** START DATA PROVIDED **

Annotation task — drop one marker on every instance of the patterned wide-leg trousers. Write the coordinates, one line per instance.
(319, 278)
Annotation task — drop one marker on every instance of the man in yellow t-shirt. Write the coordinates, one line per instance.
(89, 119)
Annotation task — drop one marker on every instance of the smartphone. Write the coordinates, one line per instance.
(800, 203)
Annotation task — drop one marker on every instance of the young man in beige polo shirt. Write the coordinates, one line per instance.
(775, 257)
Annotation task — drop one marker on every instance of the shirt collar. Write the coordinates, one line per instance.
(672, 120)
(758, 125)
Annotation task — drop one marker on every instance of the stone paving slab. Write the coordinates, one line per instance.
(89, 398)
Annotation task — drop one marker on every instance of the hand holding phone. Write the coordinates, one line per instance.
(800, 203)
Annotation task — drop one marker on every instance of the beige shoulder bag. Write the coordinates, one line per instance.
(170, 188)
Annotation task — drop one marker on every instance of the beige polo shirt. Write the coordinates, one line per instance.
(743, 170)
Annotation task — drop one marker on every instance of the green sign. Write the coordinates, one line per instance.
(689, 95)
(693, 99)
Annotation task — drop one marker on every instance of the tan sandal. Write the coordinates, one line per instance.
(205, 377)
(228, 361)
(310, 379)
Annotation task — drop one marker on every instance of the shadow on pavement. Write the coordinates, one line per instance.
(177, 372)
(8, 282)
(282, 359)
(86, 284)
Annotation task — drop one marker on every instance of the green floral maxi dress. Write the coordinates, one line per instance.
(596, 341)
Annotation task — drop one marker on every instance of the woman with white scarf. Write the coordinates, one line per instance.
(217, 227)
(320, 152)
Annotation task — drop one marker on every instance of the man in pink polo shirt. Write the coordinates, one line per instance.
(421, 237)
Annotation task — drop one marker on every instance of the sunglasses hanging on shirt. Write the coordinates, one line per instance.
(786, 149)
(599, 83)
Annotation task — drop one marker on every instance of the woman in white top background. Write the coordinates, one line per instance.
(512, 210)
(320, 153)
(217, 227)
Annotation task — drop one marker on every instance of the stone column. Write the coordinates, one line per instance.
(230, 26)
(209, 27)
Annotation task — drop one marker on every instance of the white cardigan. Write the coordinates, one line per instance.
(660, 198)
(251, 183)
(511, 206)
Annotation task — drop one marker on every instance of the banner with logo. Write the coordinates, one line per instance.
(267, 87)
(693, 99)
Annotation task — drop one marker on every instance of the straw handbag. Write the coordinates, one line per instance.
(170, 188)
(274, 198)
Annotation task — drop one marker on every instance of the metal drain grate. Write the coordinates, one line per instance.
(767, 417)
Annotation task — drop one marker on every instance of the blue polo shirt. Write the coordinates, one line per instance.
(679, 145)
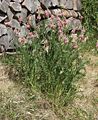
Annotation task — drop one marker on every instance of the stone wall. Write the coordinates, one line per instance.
(16, 14)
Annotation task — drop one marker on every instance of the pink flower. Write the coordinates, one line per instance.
(22, 40)
(81, 37)
(65, 40)
(52, 17)
(8, 24)
(20, 19)
(47, 13)
(75, 46)
(97, 44)
(38, 17)
(28, 26)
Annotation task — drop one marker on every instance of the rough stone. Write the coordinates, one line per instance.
(4, 6)
(3, 30)
(47, 3)
(4, 41)
(77, 5)
(73, 23)
(12, 38)
(19, 1)
(15, 6)
(55, 3)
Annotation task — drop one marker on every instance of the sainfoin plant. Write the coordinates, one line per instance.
(50, 61)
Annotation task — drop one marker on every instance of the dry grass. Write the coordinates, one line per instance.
(16, 103)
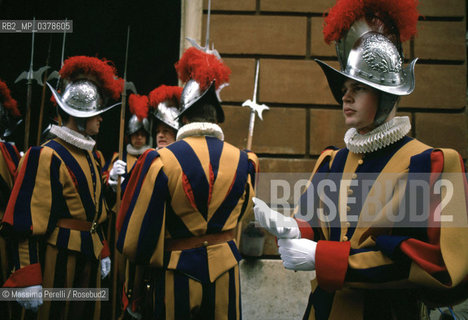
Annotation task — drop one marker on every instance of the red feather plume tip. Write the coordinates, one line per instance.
(102, 69)
(138, 105)
(7, 100)
(202, 67)
(401, 13)
(163, 93)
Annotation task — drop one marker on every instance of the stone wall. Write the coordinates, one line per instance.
(285, 36)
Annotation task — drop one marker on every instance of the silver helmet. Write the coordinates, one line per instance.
(192, 94)
(135, 124)
(371, 58)
(167, 112)
(81, 99)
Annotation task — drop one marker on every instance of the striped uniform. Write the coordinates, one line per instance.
(9, 158)
(365, 270)
(196, 186)
(57, 181)
(117, 260)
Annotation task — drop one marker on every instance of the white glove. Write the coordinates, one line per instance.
(113, 183)
(281, 226)
(297, 254)
(32, 291)
(118, 169)
(134, 314)
(105, 267)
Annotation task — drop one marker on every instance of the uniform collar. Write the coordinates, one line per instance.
(200, 129)
(74, 138)
(379, 138)
(136, 152)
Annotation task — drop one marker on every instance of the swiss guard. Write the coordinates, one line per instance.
(9, 158)
(183, 203)
(57, 206)
(165, 101)
(138, 136)
(378, 245)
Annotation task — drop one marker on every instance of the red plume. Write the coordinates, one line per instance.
(163, 93)
(103, 70)
(138, 105)
(401, 14)
(8, 102)
(202, 67)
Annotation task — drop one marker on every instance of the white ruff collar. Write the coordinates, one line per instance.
(136, 152)
(382, 136)
(200, 129)
(73, 137)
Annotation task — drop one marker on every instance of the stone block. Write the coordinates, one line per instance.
(282, 130)
(443, 130)
(271, 35)
(269, 291)
(440, 40)
(318, 47)
(438, 86)
(294, 81)
(227, 5)
(316, 6)
(241, 81)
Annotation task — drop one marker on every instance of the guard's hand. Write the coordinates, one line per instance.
(32, 291)
(277, 224)
(118, 169)
(105, 267)
(298, 254)
(113, 183)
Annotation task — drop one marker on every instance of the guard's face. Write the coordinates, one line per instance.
(138, 139)
(165, 135)
(360, 103)
(92, 125)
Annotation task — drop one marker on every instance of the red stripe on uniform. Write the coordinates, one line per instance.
(8, 217)
(331, 264)
(25, 277)
(130, 191)
(188, 191)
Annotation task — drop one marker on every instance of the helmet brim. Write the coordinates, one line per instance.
(337, 78)
(77, 113)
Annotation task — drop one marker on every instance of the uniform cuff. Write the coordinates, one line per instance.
(105, 252)
(306, 230)
(25, 277)
(331, 264)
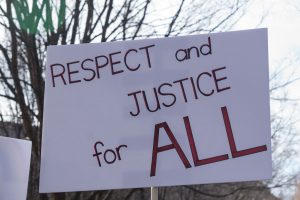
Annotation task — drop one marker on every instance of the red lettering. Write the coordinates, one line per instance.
(174, 145)
(198, 162)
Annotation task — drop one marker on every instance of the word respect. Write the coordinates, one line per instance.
(89, 68)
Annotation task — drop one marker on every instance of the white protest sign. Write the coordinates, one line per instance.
(14, 168)
(157, 112)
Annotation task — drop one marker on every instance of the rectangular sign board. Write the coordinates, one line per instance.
(157, 112)
(15, 157)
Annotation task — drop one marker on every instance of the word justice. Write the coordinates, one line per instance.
(89, 68)
(165, 94)
(109, 155)
(197, 162)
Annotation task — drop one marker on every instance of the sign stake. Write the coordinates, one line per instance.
(154, 193)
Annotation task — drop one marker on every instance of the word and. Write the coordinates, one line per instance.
(197, 162)
(186, 54)
(109, 155)
(89, 68)
(165, 93)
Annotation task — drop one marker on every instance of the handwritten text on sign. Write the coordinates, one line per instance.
(142, 113)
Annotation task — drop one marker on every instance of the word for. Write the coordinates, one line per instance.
(165, 96)
(197, 162)
(109, 155)
(186, 54)
(89, 68)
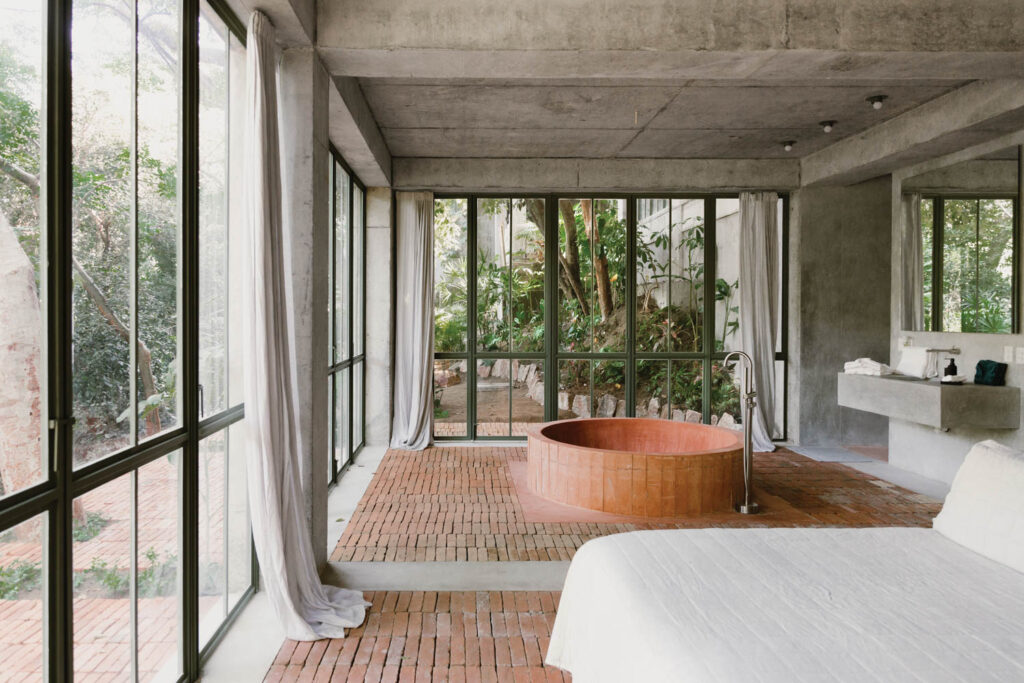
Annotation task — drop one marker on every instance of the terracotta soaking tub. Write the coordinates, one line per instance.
(637, 466)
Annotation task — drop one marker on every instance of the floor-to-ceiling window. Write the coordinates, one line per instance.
(346, 312)
(632, 301)
(124, 527)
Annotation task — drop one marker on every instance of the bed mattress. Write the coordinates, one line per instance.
(788, 604)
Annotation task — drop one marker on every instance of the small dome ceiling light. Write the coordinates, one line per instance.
(877, 100)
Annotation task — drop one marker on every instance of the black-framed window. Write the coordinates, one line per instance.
(346, 317)
(125, 544)
(676, 257)
(970, 249)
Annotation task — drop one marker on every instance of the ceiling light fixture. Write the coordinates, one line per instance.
(877, 100)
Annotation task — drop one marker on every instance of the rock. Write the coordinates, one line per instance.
(653, 407)
(581, 404)
(606, 406)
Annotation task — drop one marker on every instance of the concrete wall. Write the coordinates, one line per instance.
(379, 311)
(841, 256)
(923, 450)
(305, 178)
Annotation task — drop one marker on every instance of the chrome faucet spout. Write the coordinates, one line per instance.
(749, 395)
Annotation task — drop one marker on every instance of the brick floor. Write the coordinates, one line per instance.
(425, 636)
(459, 504)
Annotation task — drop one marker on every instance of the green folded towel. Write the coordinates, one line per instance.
(990, 373)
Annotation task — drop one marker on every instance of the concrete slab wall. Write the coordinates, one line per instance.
(841, 256)
(379, 289)
(305, 178)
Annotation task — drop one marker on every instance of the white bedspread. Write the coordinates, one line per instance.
(788, 604)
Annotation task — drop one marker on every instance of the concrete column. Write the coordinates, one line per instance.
(305, 178)
(379, 310)
(840, 310)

** END DATA PROVIDED **

Copy exactly the line containing "fixture. Write the coordinates, one line per instance." and every line after it, ending with the last line of the records above.

FINAL RESULT ::
Annotation task — drop one marker on every instance of the ceiling light fixture. Write the coordinates, one line per instance.
(877, 100)
Annotation task — drop one marker on every instance of the rock. Write the coordinates, one line per instance.
(653, 407)
(581, 404)
(606, 406)
Annotation task — drop one marker on every instance of the concrete wall. Write the coordinates, one line per instance.
(379, 311)
(841, 256)
(923, 450)
(305, 178)
Annotation task — drop one marker on every instance of the chrome faucet spout. Write the coordinates, one line per instance.
(749, 395)
Annotation task — drop one marker on every instance of the brick floor. Write the coordinates, one line per instance.
(425, 636)
(459, 504)
Annotation task — drop one marker on every instance of the green folded towel. Write the coordinates, one line per instance.
(990, 373)
Annotation task — drop one marker on every instance of the concrete slab wall. Write the coordinates, one line per instance.
(841, 256)
(379, 289)
(305, 178)
Annotation task — drop one marker on every instance of the white bedspread. Write the coordinates, one line per instance.
(788, 604)
Annotation task — drop one marker on every instance of the concrete column. Write the coordinates, one line per instance.
(305, 178)
(379, 310)
(840, 310)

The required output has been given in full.